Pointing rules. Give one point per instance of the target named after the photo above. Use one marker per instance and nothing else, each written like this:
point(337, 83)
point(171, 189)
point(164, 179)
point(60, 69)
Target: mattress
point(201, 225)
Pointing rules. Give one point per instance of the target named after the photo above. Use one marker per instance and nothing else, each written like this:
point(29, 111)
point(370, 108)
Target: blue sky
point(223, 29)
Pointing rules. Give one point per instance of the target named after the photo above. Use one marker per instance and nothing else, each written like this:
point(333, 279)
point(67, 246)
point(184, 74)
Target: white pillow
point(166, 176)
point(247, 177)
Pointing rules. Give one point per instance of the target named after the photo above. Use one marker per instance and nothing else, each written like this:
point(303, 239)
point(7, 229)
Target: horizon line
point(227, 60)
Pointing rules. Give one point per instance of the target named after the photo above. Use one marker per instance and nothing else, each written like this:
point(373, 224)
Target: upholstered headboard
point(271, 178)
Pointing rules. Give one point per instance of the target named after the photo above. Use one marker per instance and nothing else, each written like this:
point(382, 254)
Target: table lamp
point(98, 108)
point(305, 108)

##########

## Set exercise
Rewrite all the lines above, swapping "marker" for "dot" wherever it appears and keeping everything else the same.

## Answer to this exercise
Pointing rules. Give one point per instance of the target named after the photo above. Use one dot per instance and nothing else, each written like this:
point(337, 83)
point(171, 189)
point(164, 179)
point(60, 69)
Target: mattress
point(201, 225)
Pointing rules. Give one point per instance of the target named after the photo above. Use one dot per instance and nothing else, each written like this:
point(29, 111)
point(370, 108)
Target: blue sky
point(223, 29)
Pointing rules. Give one point per instance of the target named after the photo above. Use one dot per instance and nothing else, each written like this:
point(333, 279)
point(67, 246)
point(184, 74)
Target: white pillow
point(166, 176)
point(247, 177)
Pointing rules. Give one point per instance of the target named after the photo above. Use one dot per instance and nothing else, each written like this:
point(303, 239)
point(7, 229)
Target: horizon line
point(227, 60)
Pointing rules. Give one point per instance of the target named after the photo above. Use one dot per instance and nothing else, each written like this:
point(373, 224)
Target: upholstered headboard
point(271, 178)
Pointing rules. Give one point per instance of the target named after the photo above. Use one dot per instance and nothing else, each written like this:
point(382, 254)
Target: table lamp
point(98, 108)
point(305, 108)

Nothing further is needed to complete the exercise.